** Start of Supplied material **
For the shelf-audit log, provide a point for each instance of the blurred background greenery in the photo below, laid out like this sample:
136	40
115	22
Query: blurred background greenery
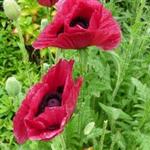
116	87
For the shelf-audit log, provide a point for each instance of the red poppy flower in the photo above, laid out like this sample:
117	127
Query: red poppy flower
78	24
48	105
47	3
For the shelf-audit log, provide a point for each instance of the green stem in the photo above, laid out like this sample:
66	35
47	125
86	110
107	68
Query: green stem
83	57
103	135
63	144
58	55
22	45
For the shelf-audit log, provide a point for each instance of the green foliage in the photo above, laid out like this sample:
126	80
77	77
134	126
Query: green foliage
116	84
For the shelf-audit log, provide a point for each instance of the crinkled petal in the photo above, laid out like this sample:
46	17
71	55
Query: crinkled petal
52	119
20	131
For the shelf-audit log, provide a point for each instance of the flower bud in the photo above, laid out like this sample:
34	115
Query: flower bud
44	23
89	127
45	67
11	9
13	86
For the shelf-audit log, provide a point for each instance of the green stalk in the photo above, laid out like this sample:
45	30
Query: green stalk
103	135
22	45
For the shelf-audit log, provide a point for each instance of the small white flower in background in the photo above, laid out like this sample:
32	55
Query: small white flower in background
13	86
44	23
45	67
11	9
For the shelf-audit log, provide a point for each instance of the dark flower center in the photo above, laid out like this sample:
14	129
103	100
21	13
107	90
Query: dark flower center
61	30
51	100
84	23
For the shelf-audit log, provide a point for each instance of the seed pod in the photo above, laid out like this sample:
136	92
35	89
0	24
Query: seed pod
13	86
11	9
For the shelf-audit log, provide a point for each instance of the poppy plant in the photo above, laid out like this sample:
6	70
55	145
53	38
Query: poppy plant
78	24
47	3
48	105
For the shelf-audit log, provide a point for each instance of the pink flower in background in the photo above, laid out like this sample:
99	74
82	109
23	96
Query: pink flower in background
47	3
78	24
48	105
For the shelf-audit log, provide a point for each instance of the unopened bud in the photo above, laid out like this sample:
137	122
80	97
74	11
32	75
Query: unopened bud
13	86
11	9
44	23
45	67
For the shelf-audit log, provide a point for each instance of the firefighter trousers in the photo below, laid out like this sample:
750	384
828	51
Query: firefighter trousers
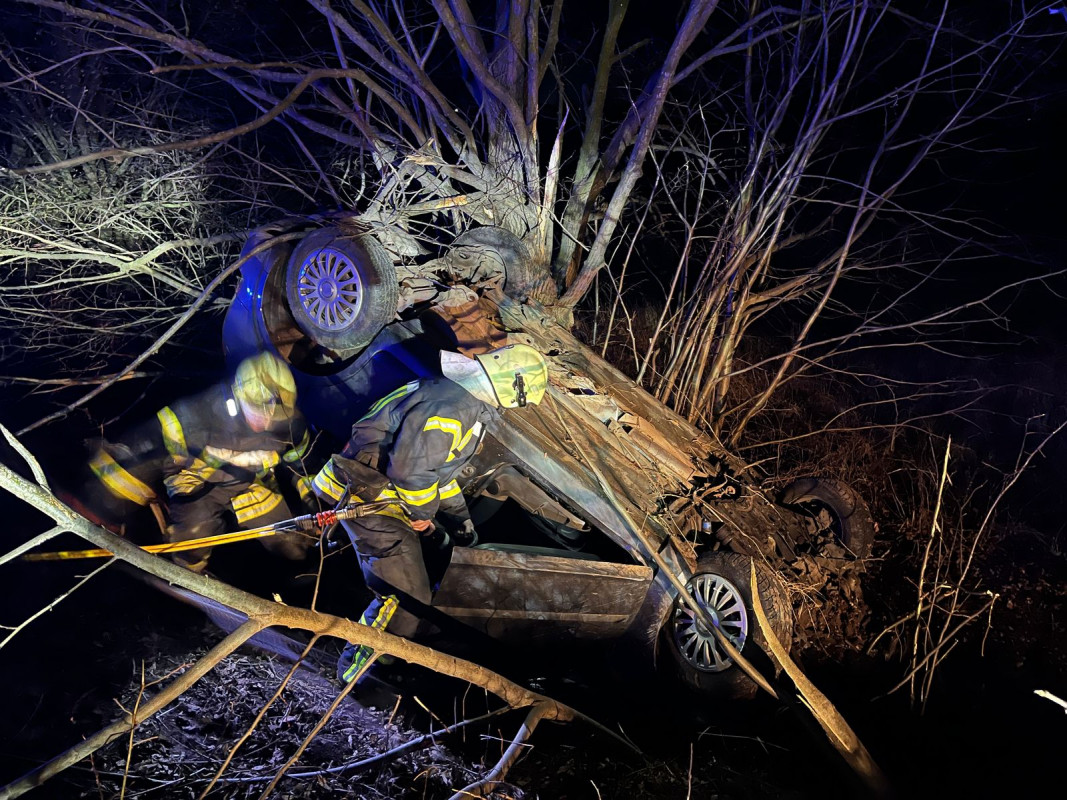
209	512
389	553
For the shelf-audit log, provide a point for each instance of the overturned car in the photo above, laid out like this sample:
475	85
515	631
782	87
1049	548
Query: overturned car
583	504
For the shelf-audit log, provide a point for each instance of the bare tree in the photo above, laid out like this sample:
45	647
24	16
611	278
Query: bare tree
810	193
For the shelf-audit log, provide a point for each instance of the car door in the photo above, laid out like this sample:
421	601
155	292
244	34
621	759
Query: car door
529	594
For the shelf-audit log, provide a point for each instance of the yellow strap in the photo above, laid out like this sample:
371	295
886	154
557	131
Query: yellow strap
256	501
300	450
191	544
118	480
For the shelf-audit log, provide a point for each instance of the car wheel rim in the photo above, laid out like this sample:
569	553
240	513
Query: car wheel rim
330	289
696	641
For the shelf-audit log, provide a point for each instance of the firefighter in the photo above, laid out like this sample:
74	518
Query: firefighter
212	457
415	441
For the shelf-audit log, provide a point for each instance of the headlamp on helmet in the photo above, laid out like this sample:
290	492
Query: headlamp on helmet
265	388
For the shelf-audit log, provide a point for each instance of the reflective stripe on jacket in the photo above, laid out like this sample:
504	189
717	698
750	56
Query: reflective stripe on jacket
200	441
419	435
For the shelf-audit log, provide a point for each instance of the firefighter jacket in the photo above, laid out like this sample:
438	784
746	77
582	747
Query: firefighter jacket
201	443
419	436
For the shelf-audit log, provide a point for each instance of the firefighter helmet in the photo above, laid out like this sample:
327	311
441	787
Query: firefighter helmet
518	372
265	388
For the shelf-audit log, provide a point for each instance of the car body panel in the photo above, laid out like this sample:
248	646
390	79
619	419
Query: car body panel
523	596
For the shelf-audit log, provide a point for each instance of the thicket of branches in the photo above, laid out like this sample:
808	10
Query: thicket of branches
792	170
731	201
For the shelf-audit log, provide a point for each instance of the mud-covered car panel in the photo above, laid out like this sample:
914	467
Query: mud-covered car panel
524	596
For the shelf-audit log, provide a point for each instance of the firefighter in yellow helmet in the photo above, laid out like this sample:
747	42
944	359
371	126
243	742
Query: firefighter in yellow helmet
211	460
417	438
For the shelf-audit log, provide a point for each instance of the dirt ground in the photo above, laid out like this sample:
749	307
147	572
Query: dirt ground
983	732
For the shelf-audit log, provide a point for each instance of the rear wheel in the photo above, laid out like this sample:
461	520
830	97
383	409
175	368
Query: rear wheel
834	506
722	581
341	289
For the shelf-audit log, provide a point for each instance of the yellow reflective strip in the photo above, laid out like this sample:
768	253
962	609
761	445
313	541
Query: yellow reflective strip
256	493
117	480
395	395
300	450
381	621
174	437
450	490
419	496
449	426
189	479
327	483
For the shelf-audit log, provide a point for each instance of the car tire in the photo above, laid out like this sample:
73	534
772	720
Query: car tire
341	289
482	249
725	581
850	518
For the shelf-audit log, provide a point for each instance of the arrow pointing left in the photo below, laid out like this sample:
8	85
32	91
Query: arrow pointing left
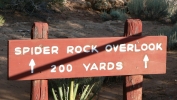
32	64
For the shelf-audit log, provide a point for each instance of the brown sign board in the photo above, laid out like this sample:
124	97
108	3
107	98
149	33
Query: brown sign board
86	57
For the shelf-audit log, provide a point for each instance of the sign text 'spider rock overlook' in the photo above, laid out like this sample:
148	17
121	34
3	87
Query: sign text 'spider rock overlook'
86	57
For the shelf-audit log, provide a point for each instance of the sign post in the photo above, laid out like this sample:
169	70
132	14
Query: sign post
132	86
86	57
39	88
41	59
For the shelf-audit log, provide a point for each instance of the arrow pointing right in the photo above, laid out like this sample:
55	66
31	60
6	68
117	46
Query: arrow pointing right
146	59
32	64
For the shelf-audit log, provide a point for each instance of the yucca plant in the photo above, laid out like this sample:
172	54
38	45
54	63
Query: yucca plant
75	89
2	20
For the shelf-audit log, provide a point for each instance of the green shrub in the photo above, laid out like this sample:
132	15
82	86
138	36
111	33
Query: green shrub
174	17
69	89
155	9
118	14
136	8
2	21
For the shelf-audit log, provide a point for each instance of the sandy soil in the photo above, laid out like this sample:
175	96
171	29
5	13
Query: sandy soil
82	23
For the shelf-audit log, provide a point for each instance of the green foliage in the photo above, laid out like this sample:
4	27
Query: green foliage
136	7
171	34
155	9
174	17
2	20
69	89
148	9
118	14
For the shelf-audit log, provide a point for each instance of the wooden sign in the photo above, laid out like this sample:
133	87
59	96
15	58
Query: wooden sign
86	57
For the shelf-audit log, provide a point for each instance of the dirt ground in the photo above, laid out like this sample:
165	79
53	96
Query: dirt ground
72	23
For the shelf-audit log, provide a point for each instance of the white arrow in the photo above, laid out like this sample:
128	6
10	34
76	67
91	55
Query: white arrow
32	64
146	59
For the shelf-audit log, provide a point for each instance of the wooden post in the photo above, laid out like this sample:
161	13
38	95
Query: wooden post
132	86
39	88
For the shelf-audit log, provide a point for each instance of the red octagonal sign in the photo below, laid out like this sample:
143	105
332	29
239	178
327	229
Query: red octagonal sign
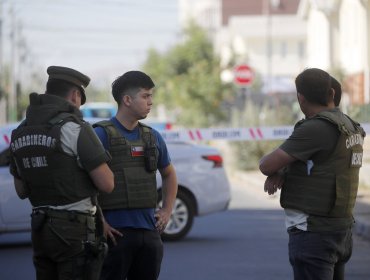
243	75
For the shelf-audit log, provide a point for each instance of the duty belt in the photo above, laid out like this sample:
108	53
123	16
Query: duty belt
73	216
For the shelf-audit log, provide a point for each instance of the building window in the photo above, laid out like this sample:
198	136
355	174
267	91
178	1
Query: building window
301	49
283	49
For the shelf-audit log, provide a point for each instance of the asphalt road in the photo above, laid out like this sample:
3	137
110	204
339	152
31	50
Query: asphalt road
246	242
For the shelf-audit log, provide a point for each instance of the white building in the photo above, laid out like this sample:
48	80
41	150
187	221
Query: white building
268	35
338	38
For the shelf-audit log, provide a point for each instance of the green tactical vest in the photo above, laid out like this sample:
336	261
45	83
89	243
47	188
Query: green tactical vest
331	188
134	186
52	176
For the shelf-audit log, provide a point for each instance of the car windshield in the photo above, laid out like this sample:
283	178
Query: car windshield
** End of Supplied material **
** Start of Supplied material **
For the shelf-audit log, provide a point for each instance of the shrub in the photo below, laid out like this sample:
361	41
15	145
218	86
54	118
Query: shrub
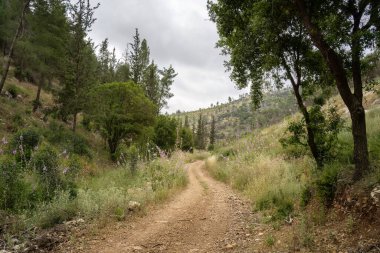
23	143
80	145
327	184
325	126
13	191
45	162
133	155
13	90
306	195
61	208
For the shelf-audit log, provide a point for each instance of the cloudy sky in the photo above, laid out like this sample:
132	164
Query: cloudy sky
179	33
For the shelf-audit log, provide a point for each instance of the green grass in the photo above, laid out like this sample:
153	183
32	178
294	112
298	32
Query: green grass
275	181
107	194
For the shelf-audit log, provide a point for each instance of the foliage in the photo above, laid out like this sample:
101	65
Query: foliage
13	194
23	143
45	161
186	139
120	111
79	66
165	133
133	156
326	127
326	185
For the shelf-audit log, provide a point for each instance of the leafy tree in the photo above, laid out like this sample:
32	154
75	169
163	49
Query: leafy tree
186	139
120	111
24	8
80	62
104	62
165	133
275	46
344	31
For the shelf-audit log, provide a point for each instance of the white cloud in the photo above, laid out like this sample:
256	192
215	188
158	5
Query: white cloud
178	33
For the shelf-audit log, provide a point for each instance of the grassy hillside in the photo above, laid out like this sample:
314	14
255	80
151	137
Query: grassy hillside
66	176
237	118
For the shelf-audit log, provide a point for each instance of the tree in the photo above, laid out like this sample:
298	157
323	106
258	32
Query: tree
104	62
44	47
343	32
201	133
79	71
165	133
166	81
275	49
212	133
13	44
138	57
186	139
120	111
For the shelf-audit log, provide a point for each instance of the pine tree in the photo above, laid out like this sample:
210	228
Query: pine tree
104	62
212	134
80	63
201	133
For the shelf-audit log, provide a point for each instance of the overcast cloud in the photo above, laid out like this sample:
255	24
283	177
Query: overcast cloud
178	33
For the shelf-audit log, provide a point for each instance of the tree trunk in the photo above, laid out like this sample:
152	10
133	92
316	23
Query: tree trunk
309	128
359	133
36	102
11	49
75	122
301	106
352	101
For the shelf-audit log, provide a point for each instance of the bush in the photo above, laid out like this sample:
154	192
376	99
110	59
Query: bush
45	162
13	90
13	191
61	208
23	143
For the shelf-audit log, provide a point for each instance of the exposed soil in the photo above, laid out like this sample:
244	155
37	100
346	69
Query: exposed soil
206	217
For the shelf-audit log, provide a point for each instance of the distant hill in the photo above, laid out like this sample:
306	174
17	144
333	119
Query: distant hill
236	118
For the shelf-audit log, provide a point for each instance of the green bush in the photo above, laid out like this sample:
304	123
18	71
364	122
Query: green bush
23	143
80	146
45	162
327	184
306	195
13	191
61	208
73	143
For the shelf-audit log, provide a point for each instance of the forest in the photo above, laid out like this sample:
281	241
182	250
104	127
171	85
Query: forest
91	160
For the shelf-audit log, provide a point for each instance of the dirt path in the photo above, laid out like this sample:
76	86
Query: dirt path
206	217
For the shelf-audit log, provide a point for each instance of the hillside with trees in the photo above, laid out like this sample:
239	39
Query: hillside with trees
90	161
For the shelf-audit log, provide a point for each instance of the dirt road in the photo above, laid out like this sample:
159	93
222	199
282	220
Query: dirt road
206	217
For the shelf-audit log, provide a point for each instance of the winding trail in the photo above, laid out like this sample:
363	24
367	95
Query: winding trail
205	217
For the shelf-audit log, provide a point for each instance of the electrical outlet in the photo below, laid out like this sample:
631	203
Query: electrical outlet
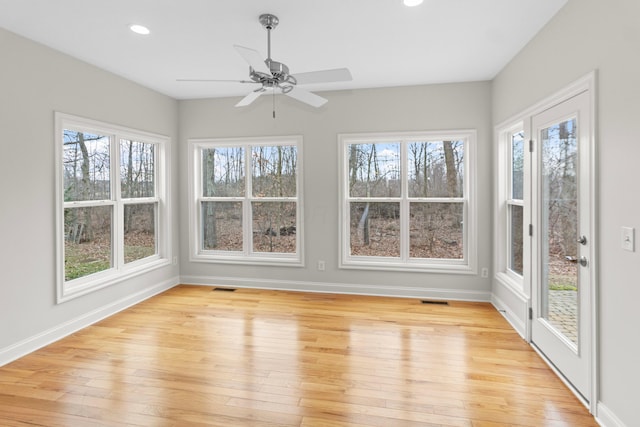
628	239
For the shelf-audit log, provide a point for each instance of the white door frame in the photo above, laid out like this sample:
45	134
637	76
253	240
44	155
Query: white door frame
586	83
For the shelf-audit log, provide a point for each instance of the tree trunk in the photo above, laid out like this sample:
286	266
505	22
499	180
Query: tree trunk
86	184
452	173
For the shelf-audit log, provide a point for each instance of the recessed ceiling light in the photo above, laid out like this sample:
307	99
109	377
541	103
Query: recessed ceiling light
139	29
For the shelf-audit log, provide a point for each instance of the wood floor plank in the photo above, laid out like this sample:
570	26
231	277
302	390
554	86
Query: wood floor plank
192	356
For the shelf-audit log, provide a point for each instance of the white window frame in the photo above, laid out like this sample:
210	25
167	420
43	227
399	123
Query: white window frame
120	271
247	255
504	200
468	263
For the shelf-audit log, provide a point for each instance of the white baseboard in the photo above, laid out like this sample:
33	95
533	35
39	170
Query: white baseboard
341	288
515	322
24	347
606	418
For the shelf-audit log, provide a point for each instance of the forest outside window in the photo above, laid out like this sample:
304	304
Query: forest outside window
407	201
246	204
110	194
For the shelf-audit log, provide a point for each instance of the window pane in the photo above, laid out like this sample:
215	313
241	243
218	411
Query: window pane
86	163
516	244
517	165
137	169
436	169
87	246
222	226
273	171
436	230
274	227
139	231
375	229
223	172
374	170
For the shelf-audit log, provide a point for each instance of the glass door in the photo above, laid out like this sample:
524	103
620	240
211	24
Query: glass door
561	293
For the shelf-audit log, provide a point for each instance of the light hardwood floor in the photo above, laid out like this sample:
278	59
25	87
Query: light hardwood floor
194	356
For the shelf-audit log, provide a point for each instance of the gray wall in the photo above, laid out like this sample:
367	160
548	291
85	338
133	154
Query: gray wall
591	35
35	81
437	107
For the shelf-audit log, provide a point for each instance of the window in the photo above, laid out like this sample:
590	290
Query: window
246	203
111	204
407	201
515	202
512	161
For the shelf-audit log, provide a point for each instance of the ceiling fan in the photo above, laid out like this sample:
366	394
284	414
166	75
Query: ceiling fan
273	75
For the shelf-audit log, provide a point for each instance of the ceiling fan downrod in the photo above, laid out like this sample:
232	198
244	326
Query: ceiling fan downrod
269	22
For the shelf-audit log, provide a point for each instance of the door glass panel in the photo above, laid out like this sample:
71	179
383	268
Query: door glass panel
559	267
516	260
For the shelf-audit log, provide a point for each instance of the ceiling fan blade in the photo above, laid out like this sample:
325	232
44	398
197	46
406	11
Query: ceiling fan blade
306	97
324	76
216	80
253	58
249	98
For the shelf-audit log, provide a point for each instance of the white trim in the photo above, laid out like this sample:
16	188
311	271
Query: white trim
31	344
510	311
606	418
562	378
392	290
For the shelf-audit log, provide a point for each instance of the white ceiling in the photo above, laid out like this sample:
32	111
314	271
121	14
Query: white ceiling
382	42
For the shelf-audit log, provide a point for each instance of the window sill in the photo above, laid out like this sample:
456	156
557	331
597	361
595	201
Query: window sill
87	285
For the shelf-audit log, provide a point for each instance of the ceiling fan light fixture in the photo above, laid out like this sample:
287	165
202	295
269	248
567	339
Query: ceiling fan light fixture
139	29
** End of Supplied material **
** Start of Supplied material **
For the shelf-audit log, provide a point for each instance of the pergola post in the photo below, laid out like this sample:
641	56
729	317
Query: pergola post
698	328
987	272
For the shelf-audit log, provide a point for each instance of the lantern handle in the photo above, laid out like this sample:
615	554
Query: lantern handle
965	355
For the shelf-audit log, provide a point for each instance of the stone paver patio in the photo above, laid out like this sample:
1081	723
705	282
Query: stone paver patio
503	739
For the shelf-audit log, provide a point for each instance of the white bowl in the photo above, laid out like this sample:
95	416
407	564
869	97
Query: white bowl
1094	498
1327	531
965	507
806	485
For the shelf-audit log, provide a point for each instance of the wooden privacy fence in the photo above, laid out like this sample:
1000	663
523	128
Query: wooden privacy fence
** End of Supplied material **
▶ What the task asks: Copy out every line of the records, starting at the line containing "the white bowl" and ending at the line containing "Query: wooden privacy fence", requests included. Add 79 to each coordinate in the answer points, and leave the requests and their sample coordinates unchanged.

▶ Response for this exercise:
For the shelf-audit log, provide a point for each instance of the white bowl in the photo above, laid out like this sample:
95	416
407	564
869	97
Query: white bowl
1173	577
1406	610
1044	586
885	564
For the shelf-audit log, provide a point for each instance of the wooden privacy fence in the photo above, laid out like this sample:
1000	663
523	128
Query: wooden privacy fence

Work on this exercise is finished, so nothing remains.